*Aim:* Identify each line in the material below that contains the word "snowy" and copy those lines, treating case as significant.
┌─ Data extract
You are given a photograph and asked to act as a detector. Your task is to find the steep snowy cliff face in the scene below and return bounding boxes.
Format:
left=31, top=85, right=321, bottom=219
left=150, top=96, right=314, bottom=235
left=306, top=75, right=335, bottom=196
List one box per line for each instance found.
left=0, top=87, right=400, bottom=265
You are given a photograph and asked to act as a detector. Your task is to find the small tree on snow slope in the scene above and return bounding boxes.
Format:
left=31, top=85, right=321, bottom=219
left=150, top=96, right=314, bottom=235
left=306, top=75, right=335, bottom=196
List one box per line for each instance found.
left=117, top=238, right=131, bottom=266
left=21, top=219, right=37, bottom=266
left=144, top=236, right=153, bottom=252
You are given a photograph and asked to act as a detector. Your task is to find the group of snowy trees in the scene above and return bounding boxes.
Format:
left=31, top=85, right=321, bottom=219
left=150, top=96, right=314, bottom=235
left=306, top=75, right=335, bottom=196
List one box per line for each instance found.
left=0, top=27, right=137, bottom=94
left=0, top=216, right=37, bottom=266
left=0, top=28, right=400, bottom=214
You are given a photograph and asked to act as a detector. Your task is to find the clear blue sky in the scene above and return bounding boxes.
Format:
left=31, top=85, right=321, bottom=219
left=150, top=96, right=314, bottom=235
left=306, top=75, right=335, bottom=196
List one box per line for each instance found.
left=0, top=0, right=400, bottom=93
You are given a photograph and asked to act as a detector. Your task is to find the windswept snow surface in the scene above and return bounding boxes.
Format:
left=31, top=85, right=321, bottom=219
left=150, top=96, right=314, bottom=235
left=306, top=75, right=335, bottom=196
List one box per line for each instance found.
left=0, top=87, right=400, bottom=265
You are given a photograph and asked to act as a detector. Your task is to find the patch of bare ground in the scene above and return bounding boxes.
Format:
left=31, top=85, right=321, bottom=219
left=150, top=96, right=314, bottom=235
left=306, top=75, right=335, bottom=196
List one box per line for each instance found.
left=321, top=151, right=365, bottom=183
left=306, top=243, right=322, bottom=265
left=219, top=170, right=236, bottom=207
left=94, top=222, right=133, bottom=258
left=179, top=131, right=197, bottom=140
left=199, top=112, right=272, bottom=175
└─
*Exercise output:*
You are given a photograph and asked to act as a detector. Your task is to find the steep snowy cliff face in the scene below and return bounding boxes.
You are given a photograph and asked to act as a detector. Your task is to find the group of snowy trees in the scene above and return bounding boxes.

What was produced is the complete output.